**Фрагмент текста:**
□ □ □ □ □ □ □
Мой опыт, разумеется, далеко не полон. Я не признался, я не предстал перед судом. Но допустим, что советские следователи избивают и пытают особых подследственных, что, кстати, не запрещается ни одним советским законом… Один из заключенных, коммунист, рассказал мне о допросах в томской тюрьме. Однажды следователь, специалист своего дела, внезапно вскочил, выдернул ножку стула и принялся его избивать с монотонными криками: «Признаешься или нет? Признаешься или нет?» Заключенный, один из видных советских руководителей, просил следователя об одном: не бить по сердцу, по его больному сердцу.
Но неужели побоями или другими физическими пытками можно объяснить публичные «признания» и «исповеди» обвиняемых? Разве в других странах не избивают в полиции? Разве в других странах не применяют пытки при допросах в полицейских участках — военных и гражданских? В большинстве государств существуют законы, запрещающие применение физического воздействия, но кто станет отрицать, что следователи часто сознательно нарушают эти законы? Кто станет отрицать, что в большинстве случаев варварские действия блюстителей закона не становятся достоянием общественности, что лишь в очень редких случаях чиновники-правонарушители несут наказание? Все так. Но тем не менее нет в мире полиции, способной тягаться с советской тайной полицией и ее филиалами в странах-сателлитах. Люди часто не выдерживают пыток, но далеко не всегда пытки способны сломить волю человека. И ведь многие из тех, кто «каялся» на советских показательных процессах с «трибуны исчезновения», подвергались адским мукам в застенках других режимов — и выстояли!
В чем же решение этой величайшей загадки наших дней?
По-моему, находясь вблизи и изнутри, мне удалось изучить решающие факторы, которые заставляют обреченных на смерть «каяться» перед своими палачами. Во-первых, это — изоляция. Имеется в виду не физическая изоляция, известная в юриспруденции под названием инкоммуникадо. (Без нее, разумеется, тоже не обходятся в царстве НКВД, и она здесь осуществляется в абсолютной полноте: после ареста ты получишь свидание с близкими родственниками только перед отправкой на «перевоспитание»; в тюрьме тебя не посетит адвокат, и ты вообще не будешь видеть никого, кроме следователя и соседей по камере; переступив порог НКВД, ты исчезаешь; члены семьи знают только — иногда им и этого не сообщают, — что ты «там, где надо», в «надежных руках». Стену этой изоляции не измеришь ни в высоту, ни в толщину.)
□ □ □ □ □ □ □
**Задание 1:** Подсчитайте, во скольких строках записей встречается слово «Target», и укажите только это число.
Фрагмент и записи между собой никак не связаны.

**Исходные данные:**
□ □ □ □ □ □ □
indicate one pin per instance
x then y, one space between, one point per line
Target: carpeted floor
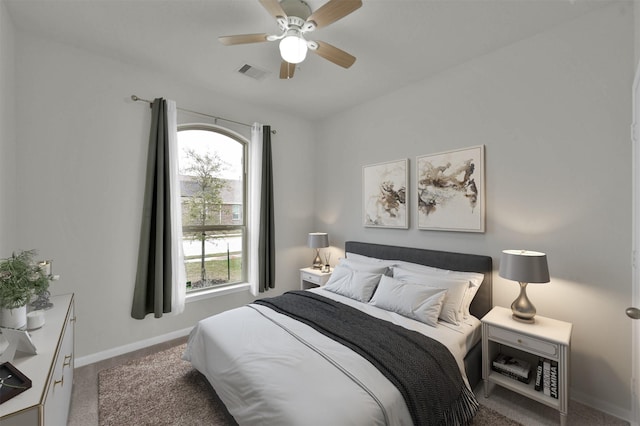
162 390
□ □ □ □ □ □ □
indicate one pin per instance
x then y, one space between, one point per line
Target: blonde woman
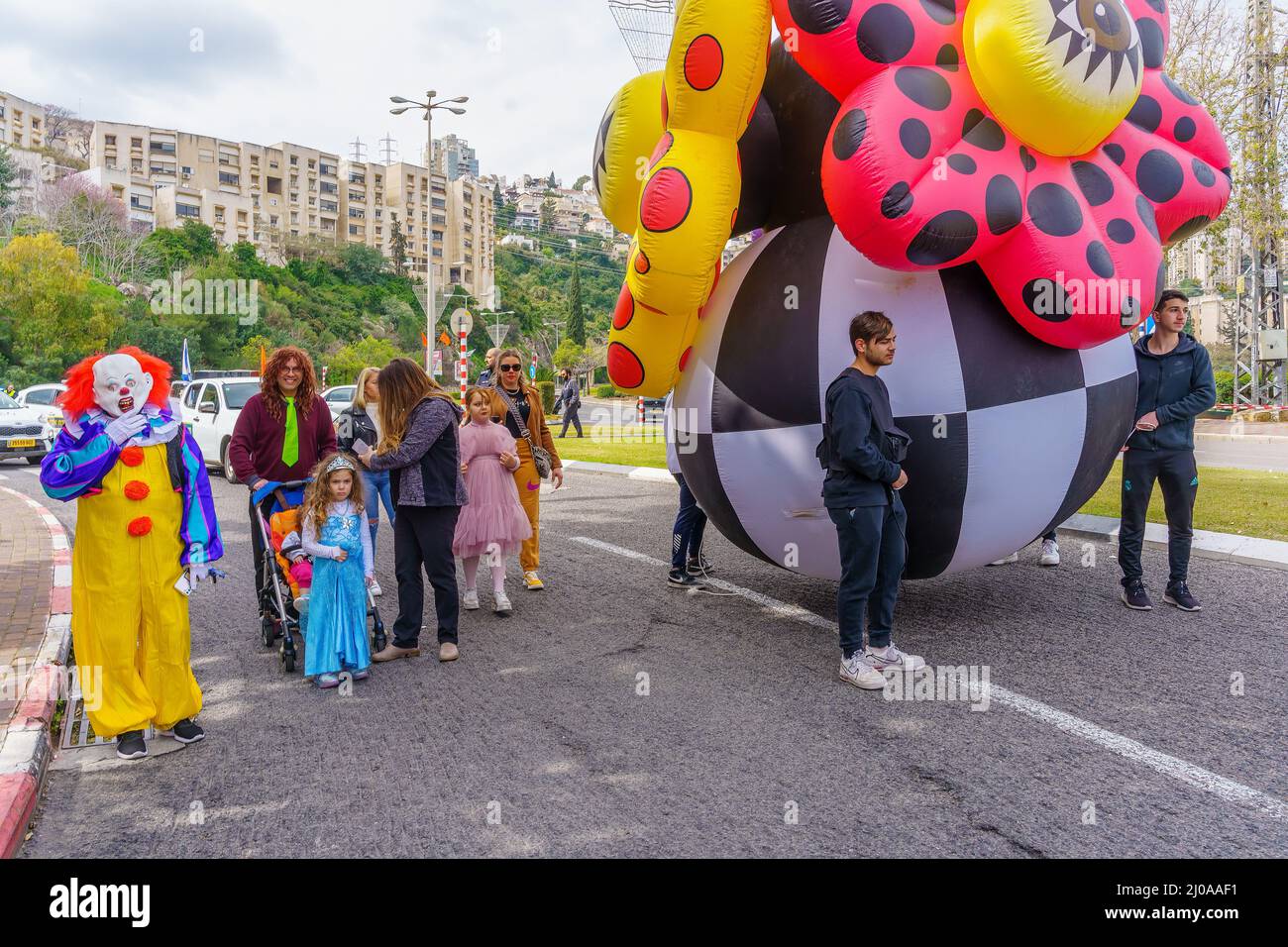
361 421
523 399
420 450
□ □ □ □ □ □ □
**Задание 2:**
Верны ли по фрагменту утверждения (a), (b) и (c)? Для каждого ответьте «да» или «нет» и дословно процитируйте слова фрагмента, которые это решают.
(a) Заключенный, допрашиваемый в томской тюрьме, просил следователя не бить его по сердцу.
(b) Автору фрагмента пришлось предстать перед судом.
(c) Арестованного в тюрьме НКВД посещает адвокат.

**Результат 1:** 2

**Результат 2:**
(a) Да: «просил следователя об одном: не бить по сердцу, по его больному сердцу».
(b) Нет: «Я не признался, я не предстал перед судом».
(c) Нет: «в тюрьме тебя не посетит адвокат».